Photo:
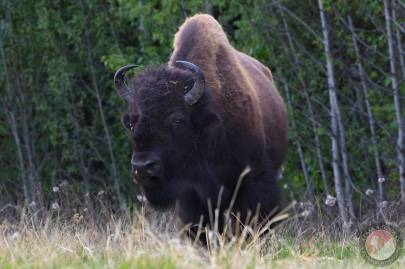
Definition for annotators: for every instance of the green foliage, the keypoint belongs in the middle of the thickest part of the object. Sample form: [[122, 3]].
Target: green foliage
[[59, 58]]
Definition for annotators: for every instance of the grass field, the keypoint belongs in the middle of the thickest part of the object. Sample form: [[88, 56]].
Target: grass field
[[133, 242]]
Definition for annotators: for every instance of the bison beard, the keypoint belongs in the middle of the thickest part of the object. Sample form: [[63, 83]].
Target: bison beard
[[198, 121]]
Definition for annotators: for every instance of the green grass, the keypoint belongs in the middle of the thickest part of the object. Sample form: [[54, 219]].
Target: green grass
[[135, 243]]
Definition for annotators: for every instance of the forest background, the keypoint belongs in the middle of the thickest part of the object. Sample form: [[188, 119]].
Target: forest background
[[340, 66]]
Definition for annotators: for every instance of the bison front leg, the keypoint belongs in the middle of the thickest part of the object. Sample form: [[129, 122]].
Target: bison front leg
[[258, 196], [203, 205]]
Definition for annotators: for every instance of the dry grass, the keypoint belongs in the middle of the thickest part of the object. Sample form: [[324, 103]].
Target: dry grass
[[134, 242]]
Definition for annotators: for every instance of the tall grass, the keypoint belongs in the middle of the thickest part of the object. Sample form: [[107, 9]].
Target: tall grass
[[148, 239]]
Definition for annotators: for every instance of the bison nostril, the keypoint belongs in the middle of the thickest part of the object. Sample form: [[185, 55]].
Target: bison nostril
[[144, 168]]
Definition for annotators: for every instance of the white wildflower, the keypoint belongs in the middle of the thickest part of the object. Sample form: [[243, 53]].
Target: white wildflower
[[330, 200], [369, 192], [15, 236], [306, 213], [383, 203]]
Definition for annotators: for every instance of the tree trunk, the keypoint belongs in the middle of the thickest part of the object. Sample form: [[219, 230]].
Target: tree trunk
[[308, 180], [114, 171], [334, 121], [370, 116], [394, 83], [309, 105]]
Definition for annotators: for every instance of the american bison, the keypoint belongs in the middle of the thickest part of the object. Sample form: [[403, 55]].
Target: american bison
[[199, 120]]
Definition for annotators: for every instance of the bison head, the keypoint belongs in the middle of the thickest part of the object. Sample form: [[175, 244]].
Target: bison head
[[168, 116]]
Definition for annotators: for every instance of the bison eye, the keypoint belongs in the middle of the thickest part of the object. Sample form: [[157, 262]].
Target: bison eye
[[178, 121]]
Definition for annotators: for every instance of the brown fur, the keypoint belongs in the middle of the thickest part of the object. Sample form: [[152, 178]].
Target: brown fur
[[242, 89]]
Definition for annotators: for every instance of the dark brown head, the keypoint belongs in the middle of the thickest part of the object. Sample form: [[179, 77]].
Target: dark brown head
[[168, 111]]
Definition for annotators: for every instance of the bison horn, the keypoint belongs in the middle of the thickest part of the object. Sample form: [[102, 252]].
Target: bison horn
[[192, 96], [119, 81]]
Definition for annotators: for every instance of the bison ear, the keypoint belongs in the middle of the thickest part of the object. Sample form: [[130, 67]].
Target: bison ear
[[206, 119]]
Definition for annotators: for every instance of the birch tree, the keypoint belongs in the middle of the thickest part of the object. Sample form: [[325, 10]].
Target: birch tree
[[370, 116], [334, 110], [400, 148]]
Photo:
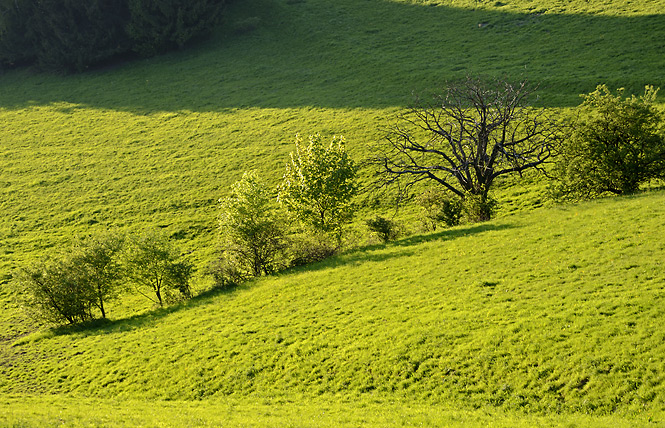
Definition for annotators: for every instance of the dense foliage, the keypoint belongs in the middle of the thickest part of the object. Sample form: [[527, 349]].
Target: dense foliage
[[252, 234], [69, 288], [618, 144], [318, 185], [464, 138], [70, 35], [153, 263]]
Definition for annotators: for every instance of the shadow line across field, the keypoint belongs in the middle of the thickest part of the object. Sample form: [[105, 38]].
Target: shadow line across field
[[369, 54]]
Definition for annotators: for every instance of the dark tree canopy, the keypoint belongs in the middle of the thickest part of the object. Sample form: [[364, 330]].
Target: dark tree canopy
[[617, 144], [467, 136], [71, 35]]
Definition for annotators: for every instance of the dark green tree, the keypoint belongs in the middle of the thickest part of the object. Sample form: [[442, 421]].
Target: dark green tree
[[465, 138], [17, 38], [72, 34], [251, 230], [617, 144], [152, 263]]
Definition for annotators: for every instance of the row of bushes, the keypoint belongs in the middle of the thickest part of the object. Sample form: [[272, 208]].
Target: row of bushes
[[71, 35], [78, 286]]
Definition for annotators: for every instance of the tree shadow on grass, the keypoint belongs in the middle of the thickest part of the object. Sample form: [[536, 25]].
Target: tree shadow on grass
[[106, 326], [372, 253], [369, 54], [400, 248]]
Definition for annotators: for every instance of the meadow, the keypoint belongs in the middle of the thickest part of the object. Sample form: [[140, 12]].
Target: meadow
[[542, 316]]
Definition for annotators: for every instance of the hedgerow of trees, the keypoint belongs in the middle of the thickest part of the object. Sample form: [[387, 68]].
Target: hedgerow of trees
[[461, 144], [77, 286], [71, 35]]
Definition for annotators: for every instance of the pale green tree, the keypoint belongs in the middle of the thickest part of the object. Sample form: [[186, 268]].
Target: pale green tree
[[319, 184]]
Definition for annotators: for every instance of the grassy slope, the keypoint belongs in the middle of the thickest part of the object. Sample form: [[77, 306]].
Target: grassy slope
[[556, 310], [155, 143]]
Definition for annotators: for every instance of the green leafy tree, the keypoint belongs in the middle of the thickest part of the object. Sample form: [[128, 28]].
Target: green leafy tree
[[465, 138], [617, 144], [67, 289], [153, 263], [319, 183], [251, 230], [53, 291], [97, 261]]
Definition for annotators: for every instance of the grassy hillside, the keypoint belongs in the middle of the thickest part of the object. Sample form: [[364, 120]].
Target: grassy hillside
[[545, 311], [556, 310]]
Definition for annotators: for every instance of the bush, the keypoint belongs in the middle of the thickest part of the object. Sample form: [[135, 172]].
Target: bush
[[153, 263], [252, 232], [54, 292], [307, 249], [440, 207], [477, 209], [387, 230], [226, 273], [617, 145]]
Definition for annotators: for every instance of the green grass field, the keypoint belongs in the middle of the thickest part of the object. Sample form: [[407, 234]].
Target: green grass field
[[547, 316]]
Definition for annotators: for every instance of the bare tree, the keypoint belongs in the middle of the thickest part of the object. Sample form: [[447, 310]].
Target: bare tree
[[466, 137]]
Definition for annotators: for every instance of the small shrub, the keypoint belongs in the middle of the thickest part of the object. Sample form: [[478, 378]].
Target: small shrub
[[54, 292], [440, 207], [476, 209], [225, 273], [306, 249], [153, 263], [246, 25], [387, 230]]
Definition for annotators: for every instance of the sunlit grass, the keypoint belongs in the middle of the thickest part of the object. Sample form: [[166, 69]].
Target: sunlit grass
[[545, 309]]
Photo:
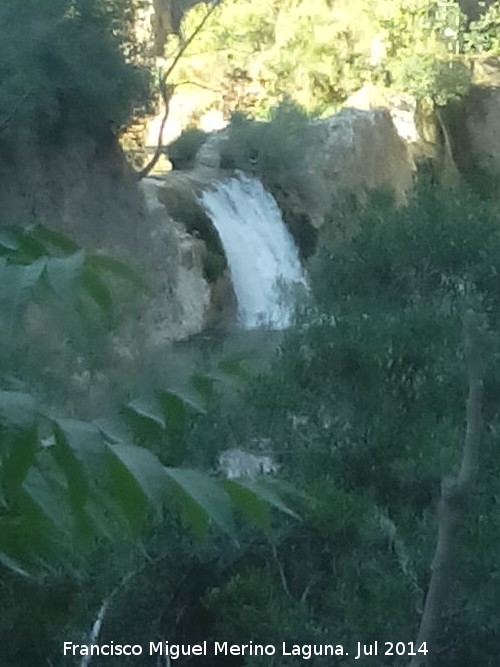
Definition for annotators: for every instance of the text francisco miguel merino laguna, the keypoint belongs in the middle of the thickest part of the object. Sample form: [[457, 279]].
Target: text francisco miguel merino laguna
[[304, 651]]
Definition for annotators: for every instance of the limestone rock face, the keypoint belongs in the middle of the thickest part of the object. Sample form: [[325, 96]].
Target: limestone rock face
[[357, 150], [477, 135], [180, 306]]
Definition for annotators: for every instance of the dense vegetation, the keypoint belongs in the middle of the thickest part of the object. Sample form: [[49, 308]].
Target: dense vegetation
[[112, 509]]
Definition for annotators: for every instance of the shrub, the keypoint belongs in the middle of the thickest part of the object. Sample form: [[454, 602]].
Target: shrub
[[182, 152], [62, 66], [273, 150]]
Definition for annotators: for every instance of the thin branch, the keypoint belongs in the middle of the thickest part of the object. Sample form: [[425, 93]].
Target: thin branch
[[167, 90], [454, 493], [101, 615], [167, 93], [191, 37], [7, 120]]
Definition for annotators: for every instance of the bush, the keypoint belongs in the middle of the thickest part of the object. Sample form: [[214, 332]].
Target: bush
[[62, 66], [273, 150], [182, 152]]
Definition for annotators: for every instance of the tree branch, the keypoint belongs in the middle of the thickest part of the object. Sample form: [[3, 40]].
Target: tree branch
[[167, 90], [454, 493]]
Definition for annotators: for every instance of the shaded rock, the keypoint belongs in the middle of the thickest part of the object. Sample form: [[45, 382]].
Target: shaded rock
[[360, 150], [474, 125], [181, 301]]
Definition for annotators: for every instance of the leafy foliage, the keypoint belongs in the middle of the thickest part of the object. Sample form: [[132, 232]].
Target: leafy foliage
[[274, 150], [364, 408], [182, 151], [62, 67]]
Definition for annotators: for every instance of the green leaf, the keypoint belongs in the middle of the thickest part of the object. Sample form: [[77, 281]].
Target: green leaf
[[175, 402], [146, 471], [65, 275], [267, 491], [82, 455], [117, 268], [8, 240], [18, 438], [17, 282], [232, 366], [148, 410], [12, 565], [204, 385], [202, 499], [98, 291], [17, 412], [249, 503], [49, 496]]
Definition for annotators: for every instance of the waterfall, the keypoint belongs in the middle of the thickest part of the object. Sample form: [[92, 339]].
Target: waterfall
[[262, 257]]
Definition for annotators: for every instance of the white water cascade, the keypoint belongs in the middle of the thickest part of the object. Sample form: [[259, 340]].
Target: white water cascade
[[262, 257]]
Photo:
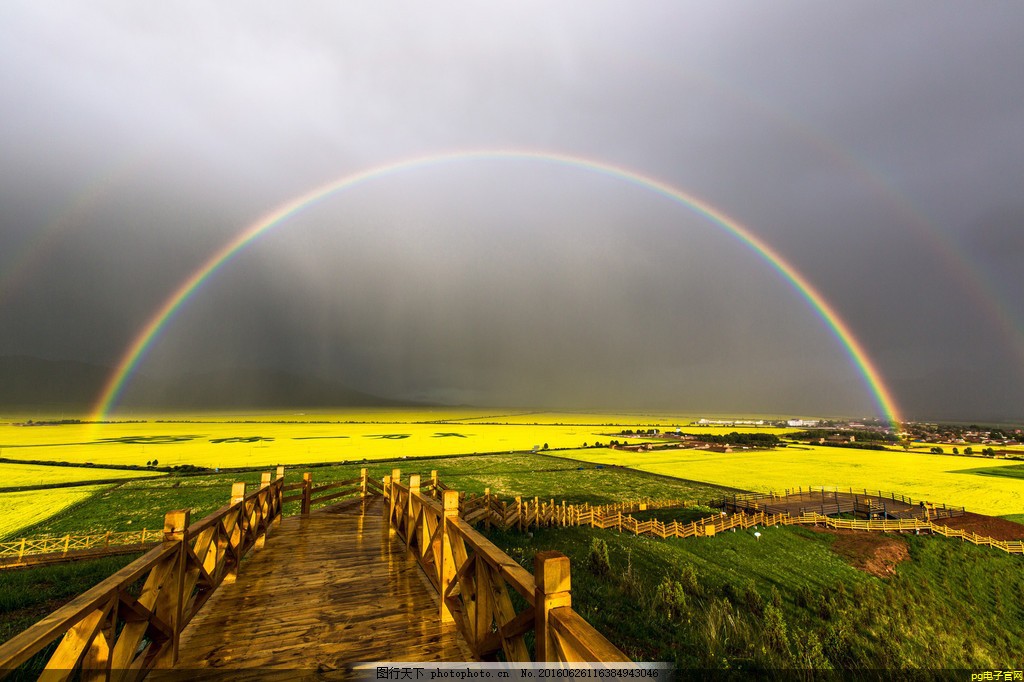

---------------

■ **WHAT TO DO**:
Replace "bison" with "buffalo" and give the rows again from the line with "Definition for annotators: for every instance of the forest" through the line with "[[144, 168]]", leaving everything else as it is.

■ **EXERCISE RESPONSE**:
Definition for annotators: for every instance of the forest background, the keypoint belongs in the middle of the thickest part of the object. Sample form: [[188, 119]].
Target: forest background
[[340, 66]]
Definition for annotators: for every instance of the buffalo front leg, the keypoint belongs in the middle of the thickest part of the object. Sample form: [[129, 122]].
Target: buffalo front leg
[[258, 196], [203, 205]]
Definition for annotators: for every instance of the dry grass, the keypoint belongs in the middle of the thickest part of the object. Sample form: [[324, 103]].
Target: dry grass
[[134, 242]]
Definition for annotators: for every instance of the tall grass, the keypoint belongs in the middle of the thickest part of the object. Sample form: [[107, 9]].
Target: tall grass
[[148, 239]]
Definition for annotators: for every instance of the buffalo nostril, the keypoint belongs in the middle of the thickest part of the object. Sample form: [[185, 55]].
Target: buffalo nostril
[[144, 168]]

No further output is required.